--- Texte à lire ---
Victime de «racket» ou responsable de «financement d’une entreprise terroriste» ? Trois anciens dirigeants de Lafarge, leader français du matériel de construction, ont été mis en examen vendredi après-midi, pour avoir versé des fonds aux factions militaires ayant contrôlé la zone où est implantée sa cimenterie dans le nord de la Syrie. Il s'agit de Frédéric Jolibois, directeur de l’usine à partir de 2014, Bruno Pescheux, son prédécesseur entre 2008 et 2014, et Jean-Claude Veillard, directeur central de la sécurité chez Lafarge.
Cette cimenterie avait été créée en 2008, en période de paix. Après déclenchement des hostilités, Lafarge avait maintenu ses activités, vaille que vaille, espérant ainsi pouvoir participer au juteux marché de la reconstruction une fois la guerre terminée. Sauf qu’entre-temps, ses responsables ont dû composer avec les divers groupements armés se disputant la zone à partir de 2012 : les Kurdes, les sunnites du Front al-Nusra puis, les troupes de l’Etat islamique (EI).
Embargo économique
Comme l'ont expliqué les dirigeants, dénonçant une «économie de racket» dont ils auraient été victimes, il s'agissait de verser en liquide environ 100 000 dollars par mois (plus de 83 800 euros) – dont «seulement» 20 000 pour l'EI, selon eux – pour garantir la pérennité de cette cimenterie. De quoi nourrir les suspicions de financement du terrorisme, et la plainte déposée par l'association Sherpa. Mais cela ne vaudrait qu'à partir de l'été 2014, date à partir de laquelle l'EI avait pris définitivement le contrôle de la zone, et ne concernerait pas l'impôt révolutionnaire précédemment opéré par les Kurdes.
--- Liste des entrées ---
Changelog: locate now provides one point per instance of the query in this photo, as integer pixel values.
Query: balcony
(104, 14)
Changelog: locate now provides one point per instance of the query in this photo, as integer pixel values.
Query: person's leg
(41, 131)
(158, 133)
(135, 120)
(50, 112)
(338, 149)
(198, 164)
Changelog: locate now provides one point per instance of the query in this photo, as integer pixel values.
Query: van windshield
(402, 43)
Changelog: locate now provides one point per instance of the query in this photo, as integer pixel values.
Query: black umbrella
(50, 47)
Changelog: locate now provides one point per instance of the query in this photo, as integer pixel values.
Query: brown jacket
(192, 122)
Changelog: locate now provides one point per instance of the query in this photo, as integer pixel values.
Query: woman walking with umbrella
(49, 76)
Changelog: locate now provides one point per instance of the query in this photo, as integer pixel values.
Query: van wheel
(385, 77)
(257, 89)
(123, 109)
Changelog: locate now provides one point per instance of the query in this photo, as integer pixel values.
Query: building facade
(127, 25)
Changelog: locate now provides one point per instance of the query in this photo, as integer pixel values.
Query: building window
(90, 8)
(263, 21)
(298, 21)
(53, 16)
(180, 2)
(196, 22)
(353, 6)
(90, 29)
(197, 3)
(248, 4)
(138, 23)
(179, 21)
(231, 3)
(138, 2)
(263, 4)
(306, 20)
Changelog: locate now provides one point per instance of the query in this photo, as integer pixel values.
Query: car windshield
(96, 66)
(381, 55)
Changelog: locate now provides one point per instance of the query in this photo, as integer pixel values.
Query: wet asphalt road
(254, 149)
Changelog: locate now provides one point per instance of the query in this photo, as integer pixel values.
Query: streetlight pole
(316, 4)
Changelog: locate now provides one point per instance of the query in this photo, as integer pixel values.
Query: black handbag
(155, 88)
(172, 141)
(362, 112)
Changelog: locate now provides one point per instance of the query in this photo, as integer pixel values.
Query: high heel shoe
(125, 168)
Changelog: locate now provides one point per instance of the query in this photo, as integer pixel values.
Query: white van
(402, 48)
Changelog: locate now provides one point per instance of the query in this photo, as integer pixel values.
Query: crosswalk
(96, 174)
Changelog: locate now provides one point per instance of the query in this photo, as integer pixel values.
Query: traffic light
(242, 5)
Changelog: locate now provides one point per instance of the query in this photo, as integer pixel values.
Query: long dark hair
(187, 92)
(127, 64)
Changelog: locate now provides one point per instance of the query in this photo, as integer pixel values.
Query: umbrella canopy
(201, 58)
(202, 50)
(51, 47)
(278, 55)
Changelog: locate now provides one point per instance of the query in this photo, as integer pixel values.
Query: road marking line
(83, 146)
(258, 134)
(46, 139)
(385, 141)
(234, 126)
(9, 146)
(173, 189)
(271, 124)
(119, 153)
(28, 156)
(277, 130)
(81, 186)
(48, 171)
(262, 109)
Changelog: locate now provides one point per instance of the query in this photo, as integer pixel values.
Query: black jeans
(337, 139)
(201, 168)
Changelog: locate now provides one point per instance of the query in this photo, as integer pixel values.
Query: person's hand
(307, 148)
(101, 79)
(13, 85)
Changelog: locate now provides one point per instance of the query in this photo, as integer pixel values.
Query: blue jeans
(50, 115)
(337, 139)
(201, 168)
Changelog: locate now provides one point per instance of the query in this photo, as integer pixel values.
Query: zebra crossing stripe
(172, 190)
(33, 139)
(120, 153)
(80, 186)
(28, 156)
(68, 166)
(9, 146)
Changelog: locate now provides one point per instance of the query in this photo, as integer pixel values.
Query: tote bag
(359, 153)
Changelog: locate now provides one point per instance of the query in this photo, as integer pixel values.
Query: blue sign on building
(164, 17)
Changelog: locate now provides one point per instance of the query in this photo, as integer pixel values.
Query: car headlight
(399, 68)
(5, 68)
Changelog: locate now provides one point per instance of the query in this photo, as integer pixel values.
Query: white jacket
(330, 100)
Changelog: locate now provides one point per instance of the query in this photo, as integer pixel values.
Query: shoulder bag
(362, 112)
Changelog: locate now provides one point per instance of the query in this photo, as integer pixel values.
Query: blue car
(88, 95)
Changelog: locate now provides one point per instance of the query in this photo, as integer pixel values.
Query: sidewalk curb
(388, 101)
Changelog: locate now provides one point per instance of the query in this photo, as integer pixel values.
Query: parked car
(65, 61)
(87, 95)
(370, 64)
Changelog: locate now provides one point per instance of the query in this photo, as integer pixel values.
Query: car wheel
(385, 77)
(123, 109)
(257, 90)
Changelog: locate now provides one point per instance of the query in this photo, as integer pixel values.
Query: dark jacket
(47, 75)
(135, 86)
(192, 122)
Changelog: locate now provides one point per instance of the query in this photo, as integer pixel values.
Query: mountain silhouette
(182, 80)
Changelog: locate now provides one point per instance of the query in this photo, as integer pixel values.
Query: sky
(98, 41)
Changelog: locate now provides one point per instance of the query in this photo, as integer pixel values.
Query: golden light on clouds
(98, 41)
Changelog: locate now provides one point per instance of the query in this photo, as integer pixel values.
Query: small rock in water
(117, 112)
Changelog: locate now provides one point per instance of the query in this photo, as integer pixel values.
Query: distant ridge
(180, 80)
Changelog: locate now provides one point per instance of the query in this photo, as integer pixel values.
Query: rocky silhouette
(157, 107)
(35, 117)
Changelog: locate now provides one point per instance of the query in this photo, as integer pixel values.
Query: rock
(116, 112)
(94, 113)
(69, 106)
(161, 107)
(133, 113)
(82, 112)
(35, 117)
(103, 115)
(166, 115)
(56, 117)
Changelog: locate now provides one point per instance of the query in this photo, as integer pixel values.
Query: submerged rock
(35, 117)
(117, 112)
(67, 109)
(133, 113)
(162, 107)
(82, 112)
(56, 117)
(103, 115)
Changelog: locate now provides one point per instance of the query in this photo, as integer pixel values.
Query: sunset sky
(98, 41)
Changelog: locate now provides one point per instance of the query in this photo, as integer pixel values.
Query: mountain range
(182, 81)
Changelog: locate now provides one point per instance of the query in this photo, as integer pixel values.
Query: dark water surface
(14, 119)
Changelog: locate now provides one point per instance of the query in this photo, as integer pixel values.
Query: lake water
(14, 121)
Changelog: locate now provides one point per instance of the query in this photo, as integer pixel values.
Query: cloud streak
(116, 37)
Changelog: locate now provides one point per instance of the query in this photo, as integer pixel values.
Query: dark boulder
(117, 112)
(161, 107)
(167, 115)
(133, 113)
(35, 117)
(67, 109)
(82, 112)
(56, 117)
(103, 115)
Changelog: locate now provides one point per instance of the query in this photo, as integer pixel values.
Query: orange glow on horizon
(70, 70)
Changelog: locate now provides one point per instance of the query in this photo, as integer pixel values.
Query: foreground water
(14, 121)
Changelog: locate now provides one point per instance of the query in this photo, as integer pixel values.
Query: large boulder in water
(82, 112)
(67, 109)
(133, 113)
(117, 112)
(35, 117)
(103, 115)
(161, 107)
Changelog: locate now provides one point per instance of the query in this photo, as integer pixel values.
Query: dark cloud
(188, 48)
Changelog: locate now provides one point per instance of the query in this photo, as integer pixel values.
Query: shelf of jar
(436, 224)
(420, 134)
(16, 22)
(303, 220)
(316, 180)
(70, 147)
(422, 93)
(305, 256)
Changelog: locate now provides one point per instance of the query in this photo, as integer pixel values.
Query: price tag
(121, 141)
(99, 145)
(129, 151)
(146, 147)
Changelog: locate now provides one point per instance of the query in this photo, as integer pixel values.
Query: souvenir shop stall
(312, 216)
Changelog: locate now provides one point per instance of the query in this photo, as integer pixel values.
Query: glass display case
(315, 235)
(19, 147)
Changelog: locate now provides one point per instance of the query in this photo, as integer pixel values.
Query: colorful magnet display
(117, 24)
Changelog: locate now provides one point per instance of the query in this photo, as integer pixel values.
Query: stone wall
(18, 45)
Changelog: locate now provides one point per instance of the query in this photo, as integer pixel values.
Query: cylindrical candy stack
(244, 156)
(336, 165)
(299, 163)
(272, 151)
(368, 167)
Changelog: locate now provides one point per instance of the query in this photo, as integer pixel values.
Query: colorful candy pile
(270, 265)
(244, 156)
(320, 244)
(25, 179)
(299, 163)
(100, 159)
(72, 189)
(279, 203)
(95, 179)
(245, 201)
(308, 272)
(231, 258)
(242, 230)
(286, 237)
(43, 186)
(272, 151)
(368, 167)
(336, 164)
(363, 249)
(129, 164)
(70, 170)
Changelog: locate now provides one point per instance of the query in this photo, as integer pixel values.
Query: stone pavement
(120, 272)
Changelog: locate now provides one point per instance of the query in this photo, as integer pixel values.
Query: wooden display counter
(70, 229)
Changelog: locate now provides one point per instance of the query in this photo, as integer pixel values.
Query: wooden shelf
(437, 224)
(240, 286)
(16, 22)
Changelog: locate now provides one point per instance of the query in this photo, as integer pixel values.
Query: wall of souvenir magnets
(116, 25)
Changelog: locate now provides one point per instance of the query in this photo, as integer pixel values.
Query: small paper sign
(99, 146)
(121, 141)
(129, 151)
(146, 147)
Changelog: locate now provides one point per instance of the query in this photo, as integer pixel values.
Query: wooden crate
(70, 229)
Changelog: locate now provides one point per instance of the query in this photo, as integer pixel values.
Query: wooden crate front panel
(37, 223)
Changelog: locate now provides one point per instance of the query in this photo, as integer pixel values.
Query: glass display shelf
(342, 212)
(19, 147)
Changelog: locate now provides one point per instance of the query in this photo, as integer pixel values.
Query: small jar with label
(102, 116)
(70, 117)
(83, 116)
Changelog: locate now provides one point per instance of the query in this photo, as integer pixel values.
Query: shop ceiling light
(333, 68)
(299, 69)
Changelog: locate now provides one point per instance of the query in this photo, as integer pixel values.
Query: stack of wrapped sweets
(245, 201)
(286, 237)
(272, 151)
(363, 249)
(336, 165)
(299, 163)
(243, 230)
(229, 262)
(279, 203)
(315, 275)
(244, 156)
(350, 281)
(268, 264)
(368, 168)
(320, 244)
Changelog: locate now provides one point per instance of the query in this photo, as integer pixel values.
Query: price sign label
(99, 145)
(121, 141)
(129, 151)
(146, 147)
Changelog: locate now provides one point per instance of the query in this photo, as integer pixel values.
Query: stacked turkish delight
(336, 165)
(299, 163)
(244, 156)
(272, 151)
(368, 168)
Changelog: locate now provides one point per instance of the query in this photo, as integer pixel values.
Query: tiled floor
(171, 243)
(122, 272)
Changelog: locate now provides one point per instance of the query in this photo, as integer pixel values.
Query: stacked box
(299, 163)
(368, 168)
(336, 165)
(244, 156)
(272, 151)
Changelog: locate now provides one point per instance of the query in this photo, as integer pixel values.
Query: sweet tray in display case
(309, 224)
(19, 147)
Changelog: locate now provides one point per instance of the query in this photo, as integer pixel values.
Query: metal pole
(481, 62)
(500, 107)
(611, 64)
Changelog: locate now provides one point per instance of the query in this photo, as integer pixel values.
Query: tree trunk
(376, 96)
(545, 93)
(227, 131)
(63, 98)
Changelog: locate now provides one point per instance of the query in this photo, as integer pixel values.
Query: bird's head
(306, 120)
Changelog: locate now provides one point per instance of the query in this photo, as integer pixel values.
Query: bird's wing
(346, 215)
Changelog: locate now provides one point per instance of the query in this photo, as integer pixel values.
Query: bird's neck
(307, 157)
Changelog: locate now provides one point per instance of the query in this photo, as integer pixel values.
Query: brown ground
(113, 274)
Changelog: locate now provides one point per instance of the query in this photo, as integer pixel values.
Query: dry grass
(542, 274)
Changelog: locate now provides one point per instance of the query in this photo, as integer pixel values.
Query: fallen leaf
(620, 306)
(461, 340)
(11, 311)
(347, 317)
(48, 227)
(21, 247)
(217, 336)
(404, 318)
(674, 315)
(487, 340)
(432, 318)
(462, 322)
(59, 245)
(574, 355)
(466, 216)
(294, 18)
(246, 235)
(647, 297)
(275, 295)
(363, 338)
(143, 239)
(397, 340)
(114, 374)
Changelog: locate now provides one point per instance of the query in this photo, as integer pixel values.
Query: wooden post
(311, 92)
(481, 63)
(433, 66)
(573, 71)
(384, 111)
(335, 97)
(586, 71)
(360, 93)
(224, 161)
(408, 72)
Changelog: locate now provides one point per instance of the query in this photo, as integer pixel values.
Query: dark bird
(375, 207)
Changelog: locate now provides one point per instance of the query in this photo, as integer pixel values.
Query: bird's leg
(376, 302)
---
Consigne 1:
Recopiez le passage du texte sur Lafarge qui s'ouvre sur les mots contenant « Cette cimenterie avait » et se termine par « l’Etat islamique (EI). ».
Consigne 2:
D'après le texte sur Lafarge, quelle somme les dirigeants versaient-ils en liquide chaque mois pour la cimenterie ?
Consigne 3:
Poursuivez le texte sur Lafarge à partir de sa dernière phrase.

Réponse 1:
Cette cimenterie avait été créée en 2008, en période de paix. Après déclenchement des hostilités, Lafarge avait maintenu ses activités, vaille que vaille, espérant ainsi pouvoir participer au juteux marché de la reconstruction une fois la guerre terminée. Sauf qu’entre-temps, ses responsables ont dû composer avec les divers groupements armés se disputant la zone à partir de 2012 : les Kurdes, les sunnites du Front al-Nusra puis, les troupes de l’Etat islamique (EI).

Réponse 2:
Environ 100 000 dollars par mois, soit plus de 83 800 euros.

Réponse 3:
Bercy, dans une plainte complémentaire, s’est contenté de dénoncer une violation de l’embargo économique sur la Syrie, décrété en 2012. Quand Total avait décidé de quitter la Syrie, Lafarge s’y était maintenue mordicus, au risque de mettre en péril ses employés locaux. Il s’agit donc de l’autre chef de mise en examen, et l’objet principal de la plainte de Sherpa : «mise en danger de la vie d’autrui». Ainsi, quand la direction française et les expatriés de la cimenterie s’étaient prudemment repliés en Egypte, ils avaient en première ligne des employés locaux, dont des chrétiens, qui avaient tout à redouter de l’arrivée de Daech…
Pour la suite de l’enquête, il restera à définir la responsabilité de l'«état-major» parisien du groupe Lafarge, qui a prétexté jusqu’à présent l’autonomie de ses responsables locaux. Voire du quai d’Orsay, parfaitement au courant du maintien de cette cimenterie, mais n’ayant jamais donné instruction à Lafarge de déguerpir.